- [EXERCISE AIM]
What is needed here is each entry reproduced exactly, without its pictures.

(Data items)
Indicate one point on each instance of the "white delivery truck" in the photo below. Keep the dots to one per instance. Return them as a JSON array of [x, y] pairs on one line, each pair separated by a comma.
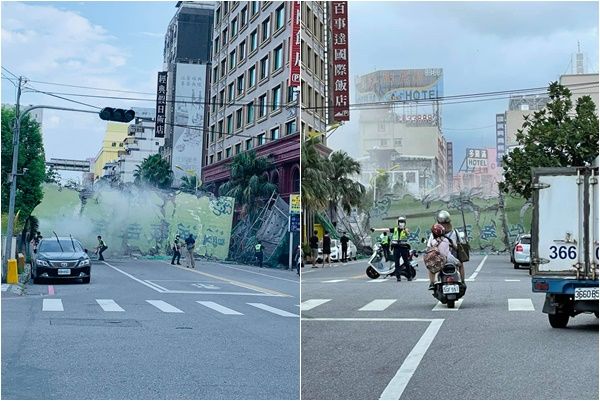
[[564, 252]]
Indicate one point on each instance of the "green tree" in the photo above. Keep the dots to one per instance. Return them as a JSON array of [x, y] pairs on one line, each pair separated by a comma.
[[31, 157], [154, 171], [556, 136], [248, 182]]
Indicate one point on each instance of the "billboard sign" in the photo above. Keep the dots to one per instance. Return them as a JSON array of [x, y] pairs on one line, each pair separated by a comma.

- [YOUR RESPONSE]
Indicate one point on each instance of the "white delivery truck" in the photo below. Keep the dots to one per instance. Return them as a JSON array of [x, y] pairs on one line, each pair separated by a comma.
[[564, 252]]
Indicate one point on each instance of the "green tree" in the photo above. Keep the dots to one per instance. Return them as a JSON array of [x, y] pairs on one line, each pair separated by a comma.
[[31, 157], [154, 171], [556, 136], [248, 182]]
Indicate one point on each instance of the "billboard sign" in the photo above. Keep the dots to one per instance. Return them as a JSON array of [x, y] pairs on one line, each pair separated by a comma.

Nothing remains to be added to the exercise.